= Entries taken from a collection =
_ _ _ _ _

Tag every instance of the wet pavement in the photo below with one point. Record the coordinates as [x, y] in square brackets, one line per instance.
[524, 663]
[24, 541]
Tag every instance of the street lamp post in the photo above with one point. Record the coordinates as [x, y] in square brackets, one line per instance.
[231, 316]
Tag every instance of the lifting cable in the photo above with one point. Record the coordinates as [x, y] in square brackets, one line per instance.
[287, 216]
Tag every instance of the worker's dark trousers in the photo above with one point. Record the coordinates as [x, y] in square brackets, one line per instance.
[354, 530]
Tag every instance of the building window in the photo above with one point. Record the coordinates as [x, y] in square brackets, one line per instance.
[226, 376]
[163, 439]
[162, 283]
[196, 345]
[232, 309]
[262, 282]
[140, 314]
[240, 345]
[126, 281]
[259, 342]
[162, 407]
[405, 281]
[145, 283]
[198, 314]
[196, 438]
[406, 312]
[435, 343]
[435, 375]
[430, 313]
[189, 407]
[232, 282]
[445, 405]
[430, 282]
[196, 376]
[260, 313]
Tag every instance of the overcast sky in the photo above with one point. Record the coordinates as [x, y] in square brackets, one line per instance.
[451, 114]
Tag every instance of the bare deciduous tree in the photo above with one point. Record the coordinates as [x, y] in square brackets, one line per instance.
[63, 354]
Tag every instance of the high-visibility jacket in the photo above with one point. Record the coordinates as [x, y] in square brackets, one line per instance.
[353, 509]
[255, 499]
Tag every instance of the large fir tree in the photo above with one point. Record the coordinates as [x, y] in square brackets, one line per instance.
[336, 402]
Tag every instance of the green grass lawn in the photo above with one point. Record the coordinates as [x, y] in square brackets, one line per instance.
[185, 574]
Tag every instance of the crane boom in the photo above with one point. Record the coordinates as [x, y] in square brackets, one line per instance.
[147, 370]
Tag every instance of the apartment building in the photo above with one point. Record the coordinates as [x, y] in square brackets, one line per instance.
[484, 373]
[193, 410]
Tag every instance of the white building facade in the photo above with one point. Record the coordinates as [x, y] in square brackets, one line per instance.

_ _ _ _ _

= What to produce =
Output all of the data exactly as given.

= The completed task =
Tag every instance of the wet pavement in the photo below with one point. Record the coordinates as [x, y] in square brackets, one line per instance.
[524, 663]
[24, 541]
Tag every instance of the street lamp post in the photo above with one point. Record the coordinates as [x, y] in square brackets, one line per instance.
[231, 316]
Tag every instance of the lifting cable in the photo above with one point. Record the coordinates as [x, y] in square brackets, one line per instance.
[287, 216]
Tag every instance of the worker's dark trousers in the photo above with one point. Record the coordinates as [x, y] in square brackets, one line per instance.
[354, 530]
Tag every instance of the building window in the photo above with one point. Record the coordinates as [x, y] in square brackets, one line per instance.
[226, 376]
[163, 439]
[162, 283]
[196, 345]
[232, 309]
[262, 282]
[140, 314]
[240, 345]
[126, 281]
[259, 342]
[162, 407]
[405, 281]
[145, 283]
[198, 314]
[196, 438]
[406, 312]
[435, 343]
[435, 375]
[430, 313]
[189, 407]
[232, 282]
[445, 405]
[430, 282]
[196, 376]
[260, 313]
Tag every instance of the overcast sky in the photo above with one point. Record the coordinates as [x, y] in square brackets, one line per instance.
[451, 114]
Tag every instance of the bare deciduous tree in the photo above with one point. Record the coordinates as [x, y] in square brackets, one line per instance.
[63, 354]
Tag every instance of the high-visibility jacket in the photo above with one point. Record the coordinates as [x, y] in square brackets, one line per instance.
[353, 509]
[255, 499]
Tag every instance of the large fir tree in the photo above with one point. Record the coordinates as [x, y] in square brackets, one line per instance.
[336, 402]
Tag every instance of the green grass lawn in the photo above with one point. Record the coordinates as [x, y] in square brackets, one line per instance.
[185, 574]
Tag every instance of the crane boom in the photo above with one point. Record the coordinates as [x, y] in square brackets, one line per instance.
[147, 370]
Tag every instance of the apartment building in the photo above with one point. Record the coordinates as [x, y] in square brackets, one line per instance.
[484, 373]
[193, 410]
Tag every instance of the white building facade in the photo above with one point. Record the coordinates as [x, y] in square brackets, one line per instance.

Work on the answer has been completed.